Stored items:
--- start ---
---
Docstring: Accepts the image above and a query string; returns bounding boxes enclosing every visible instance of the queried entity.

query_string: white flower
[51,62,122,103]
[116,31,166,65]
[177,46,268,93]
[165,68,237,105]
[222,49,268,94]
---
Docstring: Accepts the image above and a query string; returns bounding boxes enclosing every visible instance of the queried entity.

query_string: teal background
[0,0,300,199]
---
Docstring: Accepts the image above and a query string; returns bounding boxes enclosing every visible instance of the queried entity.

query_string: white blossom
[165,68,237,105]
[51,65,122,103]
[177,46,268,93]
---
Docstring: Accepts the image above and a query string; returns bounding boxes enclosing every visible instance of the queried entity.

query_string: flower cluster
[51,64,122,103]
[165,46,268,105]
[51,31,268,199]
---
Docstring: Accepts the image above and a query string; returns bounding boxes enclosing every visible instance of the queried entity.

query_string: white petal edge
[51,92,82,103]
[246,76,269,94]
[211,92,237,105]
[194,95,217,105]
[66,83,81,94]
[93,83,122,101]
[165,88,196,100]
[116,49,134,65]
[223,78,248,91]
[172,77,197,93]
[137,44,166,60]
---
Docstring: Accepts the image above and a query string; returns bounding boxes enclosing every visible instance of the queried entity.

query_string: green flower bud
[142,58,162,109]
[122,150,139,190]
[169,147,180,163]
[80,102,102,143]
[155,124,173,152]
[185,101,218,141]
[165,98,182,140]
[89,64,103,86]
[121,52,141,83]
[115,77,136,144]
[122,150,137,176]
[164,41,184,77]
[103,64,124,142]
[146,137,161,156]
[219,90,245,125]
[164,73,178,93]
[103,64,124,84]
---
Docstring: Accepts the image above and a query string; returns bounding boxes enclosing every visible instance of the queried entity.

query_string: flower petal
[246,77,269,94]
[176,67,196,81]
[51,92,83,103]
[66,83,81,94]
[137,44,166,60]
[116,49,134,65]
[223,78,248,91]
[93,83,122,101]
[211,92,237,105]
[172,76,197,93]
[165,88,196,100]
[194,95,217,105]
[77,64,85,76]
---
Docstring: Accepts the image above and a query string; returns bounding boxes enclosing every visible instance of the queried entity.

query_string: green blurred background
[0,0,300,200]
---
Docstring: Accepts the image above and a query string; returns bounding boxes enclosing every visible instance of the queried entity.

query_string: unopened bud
--- end ---
**Work instructions:** Copy everything from the start of the data down to the line containing "[77,64,85,76]", keeping the requests, and shift each box coordinate in the answers by adding 113.

**Problem solution:**
---
Docstring: Accepts the image above and a query string; returns bounding boxes enclosing every visible instance of the queried entity.

query_string: white flower
[164,175,235,216]
[229,144,279,178]
[290,159,381,206]
[278,181,350,218]
[335,162,381,207]
---
Docstring: Accepts the image above and a query string; returns bounding boxes enclosing every visible instance of the queried entity.

query_string: teal background
[113,113,413,312]
---
Docstring: Accepts the image above and a query string; returns bounding boxes enclosing every visible instance of the queried entity.

query_string: white blossom
[278,181,350,218]
[164,178,235,216]
[290,159,381,206]
---
Docstring: Accepts the image above and a query string; returns bounding boxes enclosing every visible instance of the queried entity.

query_string: flower cluster
[164,177,235,216]
[278,159,381,218]
[164,144,381,312]
---
Docstring: Accepts the image above and a query string; returns bounding boxes enclosing every visible instance of the queried entity.

query_string: white petal edge
[164,205,195,216]
[359,189,382,207]
[324,205,350,218]
[307,208,330,218]
[179,196,194,207]
[206,196,235,214]
[278,201,309,213]
[229,162,247,178]
[336,191,361,204]
[285,190,310,206]
[250,157,279,173]
---
Docstring: Accepts the image above and a query string; returns bounding boxes enclosing every visible instance of the queried entity.

query_string: green flower bud
[255,171,275,222]
[235,263,252,303]
[282,260,293,276]
[193,215,215,256]
[268,237,286,265]
[298,214,331,254]
[278,211,295,253]
[202,177,216,199]
[234,165,254,196]
[228,190,249,257]
[235,263,250,289]
[277,154,297,190]
[216,177,237,255]
[259,250,274,269]
[332,203,358,238]
[277,186,291,206]
[216,177,237,197]
---
Docstring: Accepts the image above and a query string; returns bounding boxes enclosing every visible instance of the queried entity.

query_string: flower petal
[359,190,382,207]
[289,180,309,194]
[164,205,196,216]
[179,196,194,207]
[250,157,279,173]
[229,162,247,178]
[336,191,361,204]
[206,196,235,214]
[324,205,350,218]
[285,189,310,206]
[278,201,309,213]
[307,208,330,218]
[190,177,198,189]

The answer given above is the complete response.